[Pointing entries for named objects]
■ ■ ■ ■ ■ ■ ■

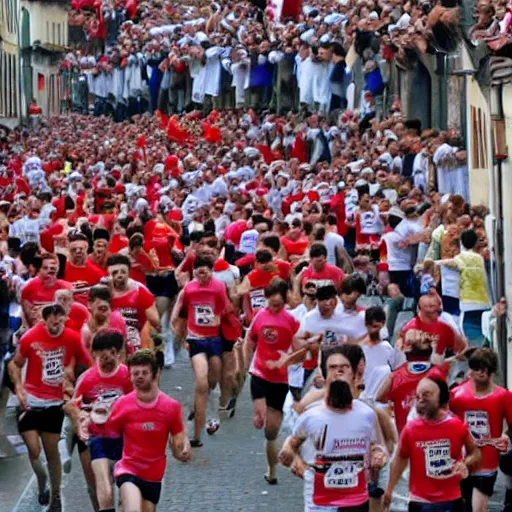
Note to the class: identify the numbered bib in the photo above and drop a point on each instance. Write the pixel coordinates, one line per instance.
(478, 424)
(203, 315)
(342, 475)
(258, 299)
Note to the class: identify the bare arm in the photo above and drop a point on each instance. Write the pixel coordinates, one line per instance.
(384, 389)
(397, 468)
(180, 446)
(14, 368)
(153, 317)
(290, 450)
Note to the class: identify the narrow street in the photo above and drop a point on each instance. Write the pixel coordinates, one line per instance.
(226, 474)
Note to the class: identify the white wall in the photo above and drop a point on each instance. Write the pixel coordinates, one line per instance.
(48, 22)
(507, 218)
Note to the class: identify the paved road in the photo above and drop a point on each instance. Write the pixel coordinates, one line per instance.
(225, 475)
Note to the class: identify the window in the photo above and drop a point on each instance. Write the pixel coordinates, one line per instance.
(478, 138)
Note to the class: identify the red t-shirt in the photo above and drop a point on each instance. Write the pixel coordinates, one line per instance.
(46, 236)
(100, 391)
(255, 300)
(283, 267)
(47, 357)
(140, 267)
(77, 317)
(117, 242)
(234, 232)
(273, 334)
(204, 306)
(295, 247)
(83, 278)
(432, 447)
(404, 381)
(484, 417)
(116, 323)
(38, 295)
(329, 275)
(132, 305)
(145, 429)
(437, 333)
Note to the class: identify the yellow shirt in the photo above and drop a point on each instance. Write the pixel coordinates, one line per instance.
(473, 279)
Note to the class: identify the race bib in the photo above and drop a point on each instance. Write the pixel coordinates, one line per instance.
(478, 424)
(342, 475)
(438, 459)
(258, 299)
(203, 315)
(53, 367)
(133, 340)
(332, 338)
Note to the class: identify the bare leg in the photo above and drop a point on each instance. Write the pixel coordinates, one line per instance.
(51, 450)
(85, 460)
(131, 497)
(31, 439)
(200, 367)
(272, 425)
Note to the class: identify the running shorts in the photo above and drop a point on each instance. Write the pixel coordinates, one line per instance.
(445, 506)
(43, 419)
(150, 491)
(273, 393)
(209, 346)
(106, 448)
(484, 483)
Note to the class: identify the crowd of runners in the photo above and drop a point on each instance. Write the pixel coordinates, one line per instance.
(328, 256)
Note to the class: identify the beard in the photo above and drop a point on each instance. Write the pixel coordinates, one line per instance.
(340, 395)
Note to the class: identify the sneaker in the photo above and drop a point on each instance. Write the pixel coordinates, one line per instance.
(44, 497)
(65, 457)
(212, 426)
(55, 504)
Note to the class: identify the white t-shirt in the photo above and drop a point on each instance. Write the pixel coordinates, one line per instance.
(249, 241)
(332, 241)
(399, 259)
(382, 354)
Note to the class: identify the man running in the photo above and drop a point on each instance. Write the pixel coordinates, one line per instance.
(146, 418)
(47, 349)
(483, 406)
(95, 394)
(202, 302)
(133, 300)
(40, 290)
(271, 335)
(102, 317)
(433, 445)
(341, 433)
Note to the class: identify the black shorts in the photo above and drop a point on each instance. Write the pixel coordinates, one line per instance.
(274, 394)
(106, 448)
(227, 346)
(445, 506)
(150, 491)
(44, 419)
(163, 285)
(209, 346)
(484, 483)
(80, 445)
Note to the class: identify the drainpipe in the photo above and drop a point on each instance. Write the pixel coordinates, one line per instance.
(501, 323)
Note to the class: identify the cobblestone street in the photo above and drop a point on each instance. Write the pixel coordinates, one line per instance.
(225, 475)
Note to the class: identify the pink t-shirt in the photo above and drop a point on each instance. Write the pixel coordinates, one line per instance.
(100, 391)
(203, 306)
(145, 429)
(117, 323)
(273, 334)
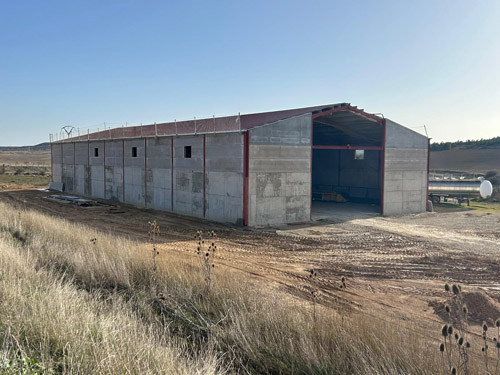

■ ■ ■ ■ ■ ■ ■

• [Requirements]
Please pull out every line above that contains the string "white". Case counts.

• [Solution below]
Note to the class: identify the white wall in the photo above and drop a point on each instance. Write the pixel coordinates, one line per instance.
Note to the class: identify the white t-shirt in the photo above and drop a point on each instance. Write the pixel coordinates, one line per instance.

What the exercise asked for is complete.